» TASK OBJECTIVE:
Transcribe everything in the records, dropping and changing nothing.

◇ ◇ ◇ ◇ ◇

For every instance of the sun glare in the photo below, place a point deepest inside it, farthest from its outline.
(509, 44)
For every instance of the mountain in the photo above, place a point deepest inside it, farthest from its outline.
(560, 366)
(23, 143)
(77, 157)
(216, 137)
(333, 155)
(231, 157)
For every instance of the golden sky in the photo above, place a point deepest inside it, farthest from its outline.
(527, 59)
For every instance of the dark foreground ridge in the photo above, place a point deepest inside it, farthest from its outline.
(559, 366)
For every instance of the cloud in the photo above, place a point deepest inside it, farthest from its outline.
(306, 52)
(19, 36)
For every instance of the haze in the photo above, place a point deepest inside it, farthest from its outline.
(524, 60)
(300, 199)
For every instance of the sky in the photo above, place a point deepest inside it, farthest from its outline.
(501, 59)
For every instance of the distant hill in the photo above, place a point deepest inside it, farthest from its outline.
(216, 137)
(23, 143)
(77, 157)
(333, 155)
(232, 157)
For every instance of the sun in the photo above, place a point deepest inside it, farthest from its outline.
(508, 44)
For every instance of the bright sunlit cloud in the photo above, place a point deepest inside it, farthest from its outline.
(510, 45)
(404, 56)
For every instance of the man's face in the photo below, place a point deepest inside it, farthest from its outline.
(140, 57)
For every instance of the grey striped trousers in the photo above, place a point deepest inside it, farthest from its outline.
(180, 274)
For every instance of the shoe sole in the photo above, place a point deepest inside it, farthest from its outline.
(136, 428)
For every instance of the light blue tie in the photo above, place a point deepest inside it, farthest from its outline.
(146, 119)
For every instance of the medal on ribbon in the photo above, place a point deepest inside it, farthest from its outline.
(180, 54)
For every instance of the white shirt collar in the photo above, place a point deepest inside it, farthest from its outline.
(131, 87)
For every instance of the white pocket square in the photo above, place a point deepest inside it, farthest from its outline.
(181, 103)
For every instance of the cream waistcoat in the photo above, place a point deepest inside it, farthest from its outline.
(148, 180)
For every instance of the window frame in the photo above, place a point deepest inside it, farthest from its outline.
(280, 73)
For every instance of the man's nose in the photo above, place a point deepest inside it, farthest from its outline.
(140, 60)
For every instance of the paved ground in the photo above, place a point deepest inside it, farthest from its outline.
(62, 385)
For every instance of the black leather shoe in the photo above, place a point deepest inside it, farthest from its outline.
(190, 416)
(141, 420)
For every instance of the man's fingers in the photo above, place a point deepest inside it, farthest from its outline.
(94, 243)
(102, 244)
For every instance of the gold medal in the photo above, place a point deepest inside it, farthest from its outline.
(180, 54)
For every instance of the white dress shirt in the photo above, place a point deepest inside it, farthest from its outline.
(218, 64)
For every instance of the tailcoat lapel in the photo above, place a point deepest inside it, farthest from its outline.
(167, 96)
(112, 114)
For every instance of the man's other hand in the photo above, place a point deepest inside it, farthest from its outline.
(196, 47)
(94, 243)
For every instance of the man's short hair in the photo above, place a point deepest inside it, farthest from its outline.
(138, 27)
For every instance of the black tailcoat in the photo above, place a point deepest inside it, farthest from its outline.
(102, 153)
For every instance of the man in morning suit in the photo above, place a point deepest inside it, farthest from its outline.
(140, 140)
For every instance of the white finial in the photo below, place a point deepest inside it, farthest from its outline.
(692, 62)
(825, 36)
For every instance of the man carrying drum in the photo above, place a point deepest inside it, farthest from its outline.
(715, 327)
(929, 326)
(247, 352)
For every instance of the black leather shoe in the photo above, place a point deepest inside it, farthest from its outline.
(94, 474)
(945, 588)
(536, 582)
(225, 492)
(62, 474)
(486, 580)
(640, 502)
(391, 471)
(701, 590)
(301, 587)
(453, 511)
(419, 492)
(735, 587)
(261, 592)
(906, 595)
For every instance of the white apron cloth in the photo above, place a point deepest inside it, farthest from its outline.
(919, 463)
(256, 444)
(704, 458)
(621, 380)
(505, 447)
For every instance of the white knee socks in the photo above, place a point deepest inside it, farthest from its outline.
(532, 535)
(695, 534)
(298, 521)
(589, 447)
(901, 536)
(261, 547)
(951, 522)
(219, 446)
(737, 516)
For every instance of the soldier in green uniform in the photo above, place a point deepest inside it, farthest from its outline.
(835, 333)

◇ ◇ ◇ ◇ ◇

» ANSWER SECTION:
For every instance of the sun glare in the photo below, place a point deepest inside it, farthest from its outline.
(509, 44)
For every instance of the mountain in the photo above, place a point deepest inside it, farthest from its outline.
(560, 366)
(23, 143)
(77, 157)
(216, 137)
(333, 155)
(231, 157)
For every instance of the golden sky in the photo above, place a point deepest inside it, farthest from its outline.
(527, 59)
For every instance of the dark foreground ridge in the photo above, place a point deepest inside it, farthest from its outline.
(559, 366)
For every instance of the cloud in the photo above, place a point deepest inside it, farthest from its outline.
(306, 52)
(19, 36)
For every instance of the haze in the photo above, place a point deepest inside it, farthest from its outline.
(524, 60)
(300, 199)
For every instance of the sky in the photo above, place a point deepest inside it, farthest from its outline.
(501, 59)
For every instance of the distant hill in the photo above, place a point deepest inside it, farthest from its outline.
(216, 137)
(23, 143)
(77, 157)
(333, 155)
(232, 157)
For every instance of the sun in the photo above, place a point deepest inside it, farthest from its outline.
(508, 44)
For every instance of the bright sunlit cloud in the photo above, place a point deepest inside it, farthest from its outline.
(510, 45)
(404, 56)
For every instance of the man's face in the photo below, place a point deepest inside it, farthest from its outline.
(140, 57)
For every instance of the grey striped trousers in the photo above, place a point deepest inside it, farthest from its outline.
(180, 274)
For every instance of the shoe sole in the photo above, place a point deepest inside it, farthest from its outline.
(136, 428)
For every instance of the light blue tie in the photo above, place a point deepest inside it, farthest from its outline.
(146, 119)
For every instance of the medal on ribbon in the photo above, place a point deepest inside it, farthest from its outline.
(180, 54)
For every instance of the white shirt collar in the photo above, place a point deepest inside it, farthest from its outline.
(131, 87)
For every instance of the white pocket square in the photo above, place a point deepest inside it, farthest from its outline.
(181, 103)
For every instance of the cream waistcoat in the photo above, place a point deepest inside it, farthest from its outline.
(148, 180)
For every instance of the window frame in the photo above, place a point deepest inside it, farthest from its outline.
(280, 73)
For every instance of the man's nose in the photo above, place a point deepest inside it, farthest from its outline.
(140, 60)
For every instance of the paved ground in the photo above, place a point deepest inside it, farthest from its outline.
(62, 385)
For every instance of the black leather shoe in the photo above, place a point deepest inside it, farthest from its outline.
(190, 416)
(141, 420)
For every instance of the man's fingers in the photo above, place a point deepest inside it, farthest from its outline.
(94, 243)
(102, 244)
For every instance of the gold medal in the photo above, place a point deepest inside it, farthest from its outline.
(180, 54)
For every instance of the white dress shirt in the photo above, place a point deepest inside it, farthest from its outline.
(218, 64)
For every instance of the tailcoat lapel in the photo above, place a point deepest inside it, farthest from its outline.
(167, 96)
(112, 114)
For every instance of the man's other hand in the photo above, place a point deepest inside it, farthest from its outline.
(196, 47)
(94, 243)
For every instance of the man's short hair in the photo above, place a point deepest inside it, farthest from its outline.
(138, 27)
For every instance of the black tailcoat in the photo above, place a point deepest inside it, farthest from its outline.
(102, 153)
For every instance of the man in morning suit in the photo above, place a point deepest inside it, farthest from its outline.
(140, 140)
For every instance of the white finial in the photo below, place a point deepest inside it, farthest from its outline.
(692, 62)
(825, 36)
For every instance of the man carrying drum in the photo above, place a point deepest inside it, farthest from its outline.
(715, 327)
(929, 326)
(247, 352)
For every instance of the black leather shoe in the photo above, place a point deepest inside it, farthest from its outline.
(94, 474)
(945, 588)
(536, 582)
(225, 492)
(62, 474)
(486, 580)
(640, 502)
(391, 471)
(701, 590)
(301, 587)
(453, 511)
(419, 492)
(735, 587)
(261, 592)
(906, 595)
For every instance of the white apron cloth in the photo above, place a point deepest inside it, farthest from its outline.
(919, 463)
(256, 444)
(704, 458)
(621, 380)
(505, 447)
For every instance of the white knee socks in the photo above, place a point deepest inside it, farthest from its outline.
(532, 535)
(695, 534)
(298, 521)
(589, 447)
(901, 536)
(261, 547)
(951, 522)
(219, 446)
(737, 516)
For every instance of the soldier in green uniform in the photo above, place a point deepest inside it, farthest from its outline.
(835, 333)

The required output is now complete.